> **READING TEXT**
Personally, I like the adaptation written by Peter Bowker and directed by Coky Giedroyc which aired on ITV in 2009 – and not just because it stars Tom Hardy *swoon*. This version opens from the perspective of Cathy’s ghost with a low level camera shot rushing through the moors up to the Heights. The breeze conveys Cathy’s eternal, elemental connection to the landscape more effectively than a glowing figure knocking on the window.

(*Swoon*)
Heathcliff has to be one of the most covetable roles for an actor to land, and has been taken on by Laurence Olivier, Timothy Dalton, Ralph Fiennes and Tom Hardy – even Cliff Richard has had a go. Sally Wainwright’s Sparkhouse (2002) flipped the gender roles with Sarah Smart taking on the Heathcliff character in this modern day reimagining of Wuthering Heights, whilst Andrea Arnold responded to the debate surrounding Heathcliff’s race by casting a black actor, James Howson, to play the role in her 2011 film adaptation. We could easily spend the two hours of our next meeting debating who we’d cast as Heathcliff, but I want to take the opportunity to write about a form of paratextual adaptation, if you will – the cover art.

> **YOUR GOAL**
Copy the passage about Wuthering Heights adaptations, starting with "Heathcliff has to" and going on through "the cover art.", and change each "adaptation" to "version".

> **DATASET EXCERPTS**
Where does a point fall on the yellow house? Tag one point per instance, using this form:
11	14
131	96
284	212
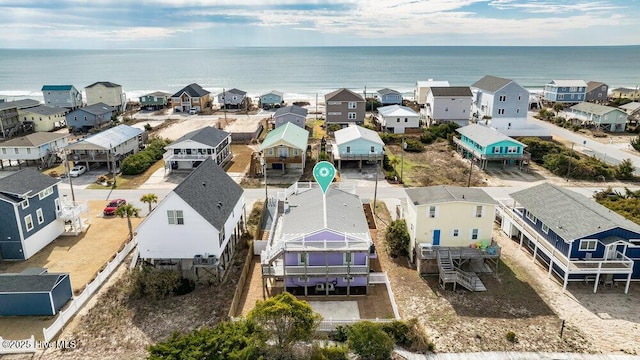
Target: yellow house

> **ANSWER TO THE EXERCISE**
Heathcliff has to be one of the most covetable roles for an actor to land, and has been taken on by Laurence Olivier, Timothy Dalton, Ralph Fiennes and Tom Hardy – even Cliff Richard has had a go. Sally Wainwright’s Sparkhouse (2002) flipped the gender roles with Sarah Smart taking on the Heathcliff character in this modern day reimagining of Wuthering Heights, whilst Andrea Arnold responded to the debate surrounding Heathcliff’s race by casting a black actor, James Howson, to play the role in her 2011 film version. We could easily spend the two hours of our next meeting debating who we’d cast as Heathcliff, but I want to take the opportunity to write about a form of paratextual version, if you will – the cover art.